◆ **What to produce**: Which lines in the listing below contain the string "dark"? Pick out each one and copy it, treating uppercase and lowercase letters as distinct.

◆ **Records provided**:
----

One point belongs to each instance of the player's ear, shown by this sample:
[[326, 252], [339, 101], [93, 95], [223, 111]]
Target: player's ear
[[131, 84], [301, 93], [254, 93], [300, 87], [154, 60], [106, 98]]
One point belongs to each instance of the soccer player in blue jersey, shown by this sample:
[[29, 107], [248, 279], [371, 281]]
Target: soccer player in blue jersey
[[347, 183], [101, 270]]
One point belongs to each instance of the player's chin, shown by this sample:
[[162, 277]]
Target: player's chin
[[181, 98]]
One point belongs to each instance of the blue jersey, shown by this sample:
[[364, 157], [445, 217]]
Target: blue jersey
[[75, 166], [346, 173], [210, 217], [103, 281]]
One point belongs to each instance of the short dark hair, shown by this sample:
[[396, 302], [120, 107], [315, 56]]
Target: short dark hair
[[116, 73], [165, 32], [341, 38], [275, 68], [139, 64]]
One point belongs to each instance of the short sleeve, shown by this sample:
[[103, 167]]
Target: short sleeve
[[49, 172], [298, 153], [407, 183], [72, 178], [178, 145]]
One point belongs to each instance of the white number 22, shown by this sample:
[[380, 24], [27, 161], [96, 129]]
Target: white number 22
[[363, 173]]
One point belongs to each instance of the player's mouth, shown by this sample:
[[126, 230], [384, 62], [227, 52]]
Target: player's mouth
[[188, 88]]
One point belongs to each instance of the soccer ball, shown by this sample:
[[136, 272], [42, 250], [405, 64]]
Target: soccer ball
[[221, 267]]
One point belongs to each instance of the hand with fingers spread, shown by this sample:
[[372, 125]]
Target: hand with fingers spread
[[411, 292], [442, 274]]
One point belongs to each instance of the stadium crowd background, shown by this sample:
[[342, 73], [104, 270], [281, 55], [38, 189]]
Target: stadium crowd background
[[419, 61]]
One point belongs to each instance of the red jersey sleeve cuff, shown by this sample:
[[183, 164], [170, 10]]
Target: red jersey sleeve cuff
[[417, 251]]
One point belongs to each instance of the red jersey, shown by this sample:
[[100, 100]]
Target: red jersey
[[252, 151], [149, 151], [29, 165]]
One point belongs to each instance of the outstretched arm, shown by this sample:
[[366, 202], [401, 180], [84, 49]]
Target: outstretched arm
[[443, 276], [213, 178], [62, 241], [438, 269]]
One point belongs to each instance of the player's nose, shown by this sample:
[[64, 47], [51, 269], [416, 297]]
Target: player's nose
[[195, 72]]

----

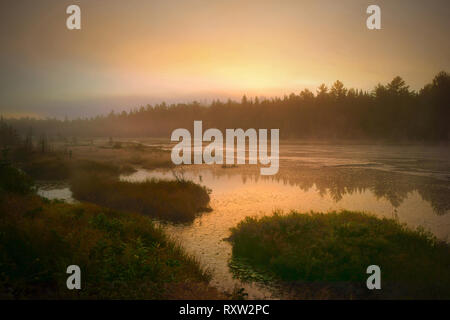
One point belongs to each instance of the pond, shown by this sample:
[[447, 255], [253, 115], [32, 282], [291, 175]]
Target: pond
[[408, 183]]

----

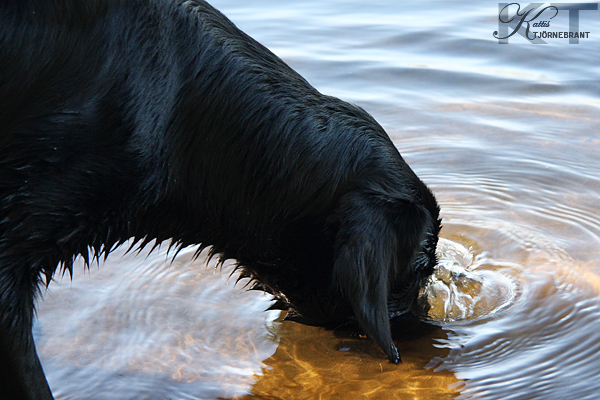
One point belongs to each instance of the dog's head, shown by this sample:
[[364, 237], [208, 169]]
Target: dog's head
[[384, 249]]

----

◆ **Result of the task**:
One point belongs to each instance of the short dark hair, shown by this sample:
Target: short dark hair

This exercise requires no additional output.